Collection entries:
::::::::::

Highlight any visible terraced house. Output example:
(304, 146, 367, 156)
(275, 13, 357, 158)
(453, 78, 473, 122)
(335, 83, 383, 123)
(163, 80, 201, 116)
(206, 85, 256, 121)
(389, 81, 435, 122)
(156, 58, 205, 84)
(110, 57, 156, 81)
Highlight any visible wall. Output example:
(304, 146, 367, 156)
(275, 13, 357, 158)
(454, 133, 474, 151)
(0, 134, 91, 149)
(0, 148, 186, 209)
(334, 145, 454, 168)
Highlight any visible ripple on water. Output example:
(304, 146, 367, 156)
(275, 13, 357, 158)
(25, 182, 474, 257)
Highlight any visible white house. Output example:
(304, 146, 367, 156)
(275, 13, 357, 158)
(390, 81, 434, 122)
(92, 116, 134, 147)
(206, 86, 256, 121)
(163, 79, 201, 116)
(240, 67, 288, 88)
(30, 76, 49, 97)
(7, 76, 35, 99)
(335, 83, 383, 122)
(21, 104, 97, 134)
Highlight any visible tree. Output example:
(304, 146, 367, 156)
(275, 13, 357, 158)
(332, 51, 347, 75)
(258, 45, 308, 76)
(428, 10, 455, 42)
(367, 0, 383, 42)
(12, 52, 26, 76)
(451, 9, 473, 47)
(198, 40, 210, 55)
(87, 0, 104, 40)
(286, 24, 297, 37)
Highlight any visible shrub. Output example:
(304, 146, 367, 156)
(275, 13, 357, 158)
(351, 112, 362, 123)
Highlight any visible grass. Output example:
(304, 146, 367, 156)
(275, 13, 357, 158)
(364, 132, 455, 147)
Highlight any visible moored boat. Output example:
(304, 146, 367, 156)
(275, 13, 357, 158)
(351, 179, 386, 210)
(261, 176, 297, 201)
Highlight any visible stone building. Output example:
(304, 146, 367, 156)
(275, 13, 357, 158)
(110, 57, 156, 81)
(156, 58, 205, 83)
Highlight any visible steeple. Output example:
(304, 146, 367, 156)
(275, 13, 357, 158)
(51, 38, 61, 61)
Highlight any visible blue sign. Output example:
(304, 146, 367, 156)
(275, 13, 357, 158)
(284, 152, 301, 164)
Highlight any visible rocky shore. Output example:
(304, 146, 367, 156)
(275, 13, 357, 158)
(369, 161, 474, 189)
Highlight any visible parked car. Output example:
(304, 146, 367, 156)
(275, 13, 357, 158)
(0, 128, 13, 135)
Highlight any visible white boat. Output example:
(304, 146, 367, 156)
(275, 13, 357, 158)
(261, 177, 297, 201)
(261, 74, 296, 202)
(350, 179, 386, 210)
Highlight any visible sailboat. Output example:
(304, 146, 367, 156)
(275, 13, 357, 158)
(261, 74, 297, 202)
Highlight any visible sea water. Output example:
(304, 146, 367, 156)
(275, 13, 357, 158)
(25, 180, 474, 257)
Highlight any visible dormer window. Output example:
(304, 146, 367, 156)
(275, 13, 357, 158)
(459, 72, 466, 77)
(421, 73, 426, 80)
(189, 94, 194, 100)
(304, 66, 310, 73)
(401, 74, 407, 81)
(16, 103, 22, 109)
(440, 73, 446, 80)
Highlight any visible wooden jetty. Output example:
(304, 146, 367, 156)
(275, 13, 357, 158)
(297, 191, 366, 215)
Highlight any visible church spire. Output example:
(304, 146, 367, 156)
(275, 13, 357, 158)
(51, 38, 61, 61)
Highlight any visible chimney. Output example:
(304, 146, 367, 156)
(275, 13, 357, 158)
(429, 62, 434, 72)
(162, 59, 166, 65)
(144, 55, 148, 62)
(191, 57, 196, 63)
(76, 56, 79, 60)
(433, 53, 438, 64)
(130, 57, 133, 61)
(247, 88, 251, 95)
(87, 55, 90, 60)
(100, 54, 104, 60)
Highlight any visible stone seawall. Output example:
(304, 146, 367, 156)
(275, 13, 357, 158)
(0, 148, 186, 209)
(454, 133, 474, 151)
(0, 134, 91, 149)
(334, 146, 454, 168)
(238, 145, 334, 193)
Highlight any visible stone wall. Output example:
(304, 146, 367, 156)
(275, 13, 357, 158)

::::::::::

=== Task brief ===
Would you repeat all of the entries exactly?

=== Output for this exercise ===
Highlight any visible terraced house. Output example:
(304, 146, 367, 156)
(275, 13, 357, 158)
(453, 78, 473, 122)
(335, 83, 383, 123)
(163, 80, 201, 116)
(206, 85, 256, 121)
(389, 81, 435, 122)
(156, 58, 205, 84)
(110, 57, 156, 81)
Highlight any visible wall. Output example:
(304, 146, 367, 156)
(275, 13, 357, 158)
(454, 133, 474, 151)
(0, 134, 91, 149)
(0, 148, 186, 209)
(334, 145, 454, 168)
Highlight any visible ripple on water. Output example:
(304, 146, 367, 156)
(275, 13, 357, 158)
(25, 182, 474, 257)
Highlight any visible white house. Output example:
(304, 146, 367, 156)
(275, 13, 357, 158)
(390, 81, 434, 122)
(92, 116, 134, 147)
(206, 86, 256, 121)
(163, 79, 201, 116)
(240, 67, 288, 88)
(30, 76, 49, 97)
(7, 76, 35, 99)
(335, 83, 383, 122)
(21, 104, 97, 134)
Highlight any visible tree. Output example:
(304, 146, 367, 156)
(275, 13, 357, 158)
(332, 51, 347, 75)
(258, 45, 308, 76)
(428, 10, 455, 42)
(367, 0, 383, 42)
(12, 52, 26, 76)
(451, 9, 473, 47)
(198, 40, 210, 55)
(87, 0, 104, 40)
(286, 24, 297, 37)
Highlight any visible shrub. Output example:
(304, 146, 367, 156)
(275, 13, 357, 158)
(351, 112, 362, 123)
Highlight any visible grass. Output example:
(304, 146, 367, 156)
(275, 13, 357, 158)
(364, 132, 455, 147)
Highlight any visible moored boat. Output example:
(304, 146, 367, 156)
(275, 13, 357, 158)
(351, 179, 386, 210)
(261, 176, 297, 201)
Highlight any visible stone building. Output example:
(304, 146, 367, 156)
(275, 13, 357, 158)
(110, 57, 156, 81)
(156, 58, 205, 83)
Highlight any visible steeple. Output example:
(304, 146, 367, 156)
(275, 13, 357, 158)
(51, 38, 61, 61)
Highlight any visible blue sign. Output example:
(304, 146, 367, 156)
(275, 13, 357, 158)
(284, 152, 301, 164)
Highlight any visible rocky shore. Output example:
(304, 146, 367, 156)
(275, 13, 357, 158)
(369, 161, 474, 189)
Highlight any visible parked car. Output example:
(304, 146, 367, 156)
(275, 13, 357, 158)
(0, 128, 13, 135)
Highlight any visible white boat. Output example:
(304, 146, 367, 156)
(275, 13, 357, 158)
(261, 177, 297, 201)
(261, 74, 296, 202)
(350, 179, 386, 210)
Highlight any visible sailboat. Output example:
(304, 146, 367, 156)
(275, 13, 357, 158)
(261, 74, 297, 202)
Highlight any visible sea water. Output example:
(304, 146, 367, 156)
(275, 13, 357, 158)
(25, 180, 474, 257)
Highlight any visible dormer window. Output example:
(304, 146, 367, 156)
(275, 13, 357, 158)
(459, 72, 466, 77)
(421, 73, 426, 80)
(189, 94, 194, 100)
(304, 66, 310, 73)
(401, 74, 407, 81)
(16, 103, 22, 109)
(440, 73, 446, 80)
Highlight any visible wooden jetty. Output example:
(304, 146, 367, 156)
(275, 13, 357, 158)
(297, 191, 366, 215)
Highlight any visible church spire. Output example:
(304, 146, 367, 156)
(275, 13, 357, 158)
(51, 38, 61, 61)
Highlight any visible chimney. Output example:
(304, 146, 367, 156)
(275, 13, 357, 158)
(429, 62, 434, 72)
(162, 59, 166, 65)
(144, 55, 148, 62)
(191, 57, 196, 63)
(76, 56, 79, 60)
(433, 53, 438, 64)
(130, 57, 133, 61)
(247, 88, 251, 95)
(87, 55, 90, 60)
(100, 54, 104, 60)
Highlight any visible stone seawall. Output example:
(304, 146, 367, 156)
(275, 13, 357, 158)
(0, 148, 186, 209)
(454, 133, 474, 151)
(0, 134, 91, 149)
(334, 146, 454, 168)
(238, 145, 334, 193)
Highlight any visible stone wall. Output example:
(304, 146, 367, 156)
(275, 13, 357, 158)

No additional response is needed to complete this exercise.